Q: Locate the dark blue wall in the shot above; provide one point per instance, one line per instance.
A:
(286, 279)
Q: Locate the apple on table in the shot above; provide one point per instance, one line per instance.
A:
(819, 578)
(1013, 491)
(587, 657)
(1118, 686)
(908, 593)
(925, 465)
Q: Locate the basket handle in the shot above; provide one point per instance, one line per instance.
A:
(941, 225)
---
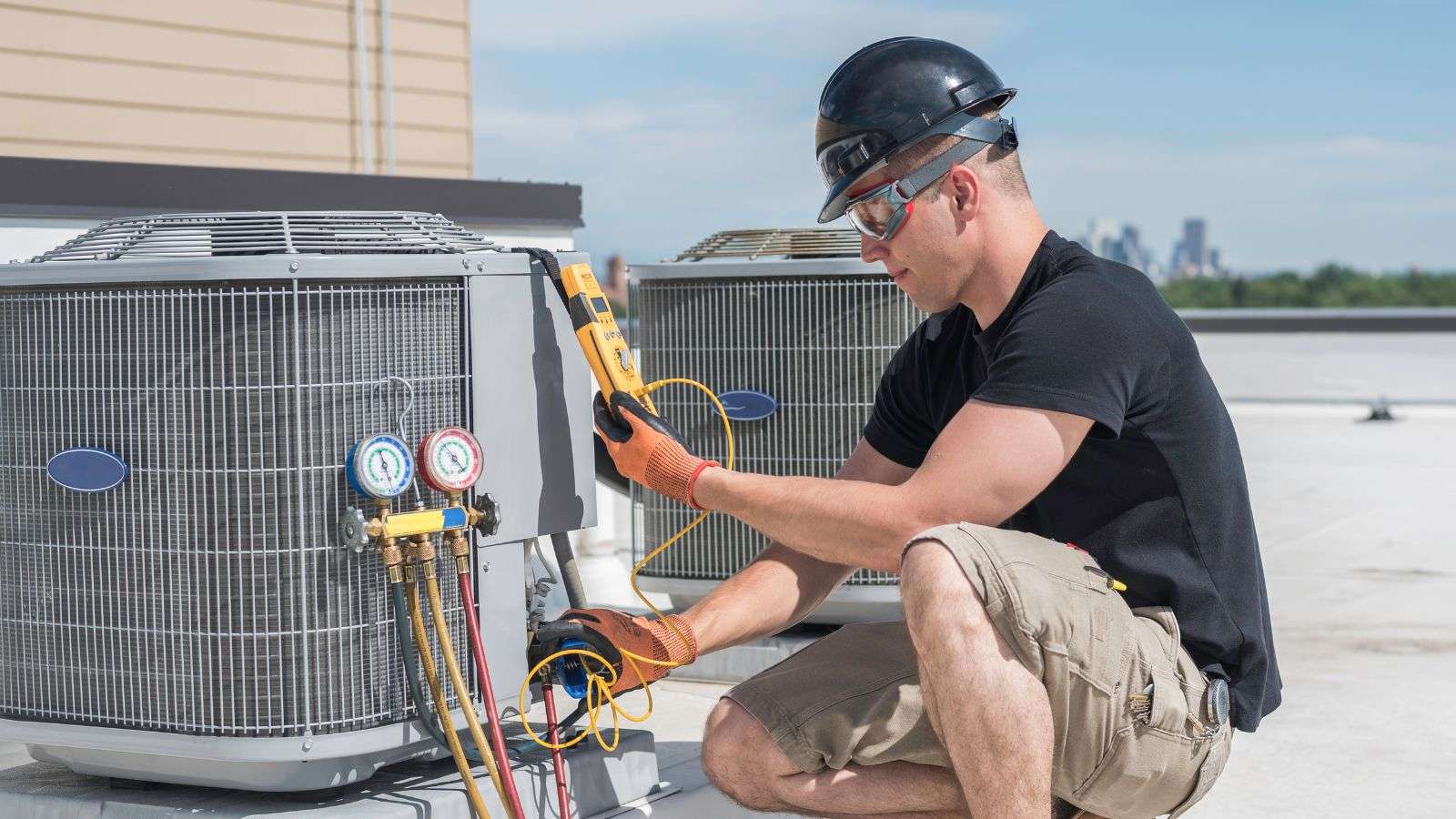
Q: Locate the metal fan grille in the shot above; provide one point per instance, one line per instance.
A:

__Aim of the exercise__. Collect every line of the data above that contains the word "handle".

__Written answer__.
Q: Locate the basket handle in the shot above; provide one point per instance, one line per instance.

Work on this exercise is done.